◆ **GOAL**:
Extract every line of the records below verbatim, changing nothing.

◆ **WORKING DATA**:

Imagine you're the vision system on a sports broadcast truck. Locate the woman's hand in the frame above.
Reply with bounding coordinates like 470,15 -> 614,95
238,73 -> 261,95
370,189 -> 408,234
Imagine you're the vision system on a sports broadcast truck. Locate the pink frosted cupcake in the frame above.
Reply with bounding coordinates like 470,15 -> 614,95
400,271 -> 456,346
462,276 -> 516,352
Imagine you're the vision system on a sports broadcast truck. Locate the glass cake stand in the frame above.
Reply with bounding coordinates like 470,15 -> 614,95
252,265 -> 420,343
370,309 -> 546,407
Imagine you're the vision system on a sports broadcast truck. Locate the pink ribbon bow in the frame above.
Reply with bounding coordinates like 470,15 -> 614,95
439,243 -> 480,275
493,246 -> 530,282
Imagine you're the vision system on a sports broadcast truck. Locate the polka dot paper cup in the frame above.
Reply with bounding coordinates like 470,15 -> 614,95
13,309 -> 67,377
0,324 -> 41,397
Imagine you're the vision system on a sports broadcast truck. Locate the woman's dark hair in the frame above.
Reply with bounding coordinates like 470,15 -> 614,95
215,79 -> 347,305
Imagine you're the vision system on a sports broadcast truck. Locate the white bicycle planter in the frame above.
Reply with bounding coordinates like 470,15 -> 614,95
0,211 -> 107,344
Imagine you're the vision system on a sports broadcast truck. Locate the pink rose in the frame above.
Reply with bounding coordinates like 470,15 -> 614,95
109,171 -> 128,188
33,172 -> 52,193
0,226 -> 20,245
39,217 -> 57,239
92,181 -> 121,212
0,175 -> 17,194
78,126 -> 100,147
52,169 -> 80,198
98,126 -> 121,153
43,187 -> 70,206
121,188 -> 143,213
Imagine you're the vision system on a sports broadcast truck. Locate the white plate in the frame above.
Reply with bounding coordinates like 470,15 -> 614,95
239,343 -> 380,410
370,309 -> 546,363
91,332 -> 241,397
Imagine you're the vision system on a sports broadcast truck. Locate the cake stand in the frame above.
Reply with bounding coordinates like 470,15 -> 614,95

◆ **OUTPUT OF THE EXERCISE**:
Imagine you're the vision system on a sports broadcast truck. Locate the woman's hand in the frame above.
Reply with bounding coordinates like 470,15 -> 614,95
238,73 -> 261,95
370,189 -> 408,234
Imagine you're the vision system on a sports broadcast truck. Locate the pink frosted cupcake in the frame above.
Reply with bounding coordinates like 470,15 -> 614,95
400,271 -> 456,346
462,276 -> 516,352
Imagine you're the vision system on a sports broadcast truck. Locate the glass cake stand in the frame above.
Reply with bounding coordinates like 470,15 -> 614,95
252,265 -> 420,343
370,309 -> 546,407
Imagine you're the vision system on a sports broadcast truck. Locate the pink ribbon bow in the frame above.
Reply with bounding coordinates like 470,15 -> 614,95
439,243 -> 480,275
493,246 -> 530,282
Imagine you're the vision system on a sports broadcast truck. Locate the polka dot paper cup in the frame above.
Reply with bounding coordinates like 470,15 -> 614,95
13,309 -> 67,377
0,324 -> 41,397
Imagine you're the vision system on a sports broadcast truck. Locate the woman's dark hair in the frame above.
Reply with bounding coordinates like 470,15 -> 614,95
215,79 -> 347,305
Imagine you're the vision system on a sports broadcast truck. Locate the white bicycle planter in the frame above.
Reply with bounding coordinates like 470,15 -> 614,95
0,211 -> 107,344
Imagine you're the vision system on a sports broadcast truck. Locate the pink rose in the frame above.
Reply with bounding coordinates like 470,15 -> 614,95
109,171 -> 128,188
33,172 -> 52,193
0,226 -> 20,245
39,217 -> 57,239
92,181 -> 121,212
0,175 -> 17,194
78,126 -> 100,147
52,169 -> 80,198
98,126 -> 121,153
43,187 -> 70,206
121,188 -> 143,213
Imagine you're the vision system on a sports broadcast truck. Locate the white plate in the frame above.
Reply with bounding coordinates like 470,15 -> 614,95
239,343 -> 380,410
370,309 -> 546,363
91,332 -> 241,397
Imagine you're the vision system on a sports broadcast truck. Locate the cake stand in the frame above.
Reply with bounding coordinates like 470,15 -> 614,95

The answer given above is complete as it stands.